# Petunjuk Tugas:
Lanjutkan teks tentang kecemasan pegawai negeri menjelang masa pensiun, dimulai setelah kalimat terakhirnya.

===== Teks yang Diberikan

BAB I PENDAHULUAN
A. Latar Belakang Masalah Bekerja mencerminkan kondisi manusia yang sehat lahir dan batin, sedangkan tidak bekerja sama sekali, mengindikasikan kondisi “macet” atau “sakit” atau adanya suatu hambatan dalam aktifitas manusia. Bagi hampir semua orang yang normal dan sehat, bekerja me nyajikan kehidupan sosial yang mengasyikkan dan persahabatan, yaitu dua hal yang menjadi sumber pokok bagi perolehan kebahagiaan, kesejahteraan, status sosial dan jaminan sosial. Oleh karena itu jawatan atau tempat bekerja adalah sentra sosial yang memberikan makna tersendiri bagi kehidupan individu. Disamping menjamin kesehatan mental, lembaga atau jawatan tempat bekerja memberikan ganjaran materiil berupa uang, fasilitas, gaji dan materi lain, maupun ganjaran non materiil berupa penghargaan, status sosial dan prestise yang sangat berarti bagi harkat diri individu. Pegawai Negeri Sipil, dalam hal ini adalah pegawai Pemerintah Kota Grobogan juga mendapat hal semacam itu. Namun berbagai hal yang didapat selama bekerja tersebut pada akhirnya akan hilang atau berkurang setelah pensiun datang. Pegawai pensiun pada umur 60 tahun, dimana mereka telah menjalani masa kerja antara 30 sampai 40 tahun, dengan masa kerja yang begitu lama maka telah terjalin berbagai hubungan baik interpersonal maupun intrapersonal seperti : kecintaan
1
2
individu pada pekerjaan, aktifitas kerja, hubungan dengan murid - murid, lingkungan kerja dan masyarakat. Hal tersebut akan membuat individu sedih, melankoli, dan perasaan negatif lainnya jika berbagai hubungan yang terjalin selama ia bekerja harus ditinggalkan karena datangnya pensiun. Berbagai fasilitas dalam bentuk materi seperti: gaji pokok yang berkurang 25% setelah pensiun, tunjangan fungsional dan kesejahteraan personal akan hilang setelah pensiun. Hal itu membuat banyak orang menghadapi masa pensiun dengan perasaan negatif atau tidak senang. Bahkan mereka yang belum siap mentalnya akan mengalami shock (kejutan) mental yang hebat, sebab kejadian tersebut dianggap sebagai kerugian, keaiban, degradasi sosial, sebagai hal yang memalukan dan sebagainya. Timbulnya perasaan-perasaan negatif tersebut menyebabkan pegawai yang akan menghadapi masa pensiun cenderung dihinggapi perasaan cemas, takut dan khawatir dengan berbagai dampak psikologis dan manifestasi yang menyertainya (Kartono, 2000). Atkinson (1991) mengemukakan bahwa individu yang mengalami kecemasan akan terus- menerus mengkhawatirkan segala macam masalah yang mungkin terjadi dan sulit berkonsentrasi untuk mengambil keputusan. Ditambahkan oleh Rumke (dalam Hurlock, 1996) kecemasan sering muncul pada saat individu akan menghadapi masa pensiun, hal ini disebabkan dalam menghadapi pensiun, dalam diri individu terjadi goncangan perasaan yang begitu hebat karena individu harus meninggalkan pekerjaannya, teman-temannya dan segala aktivitas lain yang mereka peroleh selama masih bekerja.

==========
===== Entri Data

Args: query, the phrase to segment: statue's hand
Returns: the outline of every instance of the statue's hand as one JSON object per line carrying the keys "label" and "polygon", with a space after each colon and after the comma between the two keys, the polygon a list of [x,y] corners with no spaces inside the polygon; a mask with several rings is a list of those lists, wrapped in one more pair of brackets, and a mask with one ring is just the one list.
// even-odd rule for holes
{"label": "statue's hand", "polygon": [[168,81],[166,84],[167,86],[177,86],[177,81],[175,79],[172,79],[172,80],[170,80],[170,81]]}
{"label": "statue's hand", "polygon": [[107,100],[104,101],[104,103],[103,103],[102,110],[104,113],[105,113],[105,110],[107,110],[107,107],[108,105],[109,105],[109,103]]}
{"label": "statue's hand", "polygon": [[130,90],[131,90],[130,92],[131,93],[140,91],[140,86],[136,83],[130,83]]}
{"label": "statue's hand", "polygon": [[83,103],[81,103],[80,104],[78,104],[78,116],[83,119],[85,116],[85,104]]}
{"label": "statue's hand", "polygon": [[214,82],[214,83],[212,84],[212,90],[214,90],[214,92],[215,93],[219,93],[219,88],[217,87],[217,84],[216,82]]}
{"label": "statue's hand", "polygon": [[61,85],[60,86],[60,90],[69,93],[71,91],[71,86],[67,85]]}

==========
===== Entri Data

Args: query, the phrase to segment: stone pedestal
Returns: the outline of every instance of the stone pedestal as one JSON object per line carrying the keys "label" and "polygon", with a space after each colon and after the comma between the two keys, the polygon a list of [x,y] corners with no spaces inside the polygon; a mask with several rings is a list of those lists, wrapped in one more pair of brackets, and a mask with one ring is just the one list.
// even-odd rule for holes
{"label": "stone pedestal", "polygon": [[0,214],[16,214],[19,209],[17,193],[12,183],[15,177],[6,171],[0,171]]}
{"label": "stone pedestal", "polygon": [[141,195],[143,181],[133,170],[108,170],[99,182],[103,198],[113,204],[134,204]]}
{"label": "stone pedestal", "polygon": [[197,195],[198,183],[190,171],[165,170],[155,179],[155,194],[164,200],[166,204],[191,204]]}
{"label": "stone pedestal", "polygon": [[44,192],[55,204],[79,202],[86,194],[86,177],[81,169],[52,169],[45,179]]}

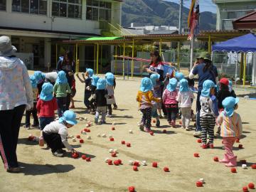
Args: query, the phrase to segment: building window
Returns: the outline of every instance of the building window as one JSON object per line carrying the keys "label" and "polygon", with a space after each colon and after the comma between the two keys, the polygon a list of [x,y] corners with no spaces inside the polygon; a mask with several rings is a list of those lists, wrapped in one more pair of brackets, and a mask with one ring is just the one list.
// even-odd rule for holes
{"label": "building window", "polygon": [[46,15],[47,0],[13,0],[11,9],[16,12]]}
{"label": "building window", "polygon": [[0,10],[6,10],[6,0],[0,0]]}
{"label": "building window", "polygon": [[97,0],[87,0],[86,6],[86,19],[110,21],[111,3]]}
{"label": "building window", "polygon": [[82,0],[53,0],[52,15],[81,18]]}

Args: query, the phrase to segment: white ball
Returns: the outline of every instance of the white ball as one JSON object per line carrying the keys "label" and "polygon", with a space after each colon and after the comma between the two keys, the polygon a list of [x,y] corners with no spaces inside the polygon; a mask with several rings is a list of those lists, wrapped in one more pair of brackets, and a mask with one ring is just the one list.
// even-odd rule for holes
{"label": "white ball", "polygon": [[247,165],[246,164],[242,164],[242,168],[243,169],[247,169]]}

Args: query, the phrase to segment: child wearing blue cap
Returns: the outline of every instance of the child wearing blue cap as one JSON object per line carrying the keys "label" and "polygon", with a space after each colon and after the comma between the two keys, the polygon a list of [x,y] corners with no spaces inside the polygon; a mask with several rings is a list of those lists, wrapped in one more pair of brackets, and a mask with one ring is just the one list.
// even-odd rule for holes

==========

# Jawaban:
3
Perubahan-perubahan yang terjadi pada masa pensiun akan menimbulkan goncangan mental yang tidak dapat dielakkan. Hal ini disebabkan karena adanya perasaan tidak rela untuk melepas jabatan yang selama ini telah dimiliki dan dinikmati, jadi pasti ada perasaan cemas dan khawatir, hal ini apabila berlebihan dapat mengganggu keadaan fisik dan psikologisnya. Individu yang mengalami masa pensiun akan mengalami kecemasan dan goncangan perasaan yang begitu berat. Kecemasan ini terjadi karena mereka harus meninggalkan teman-teman baik sebagai atasan ataupun bawahannya. Status sosial ekonomi serta fasilitas-fasilitas lain yang mereka peroleh selama bekerja.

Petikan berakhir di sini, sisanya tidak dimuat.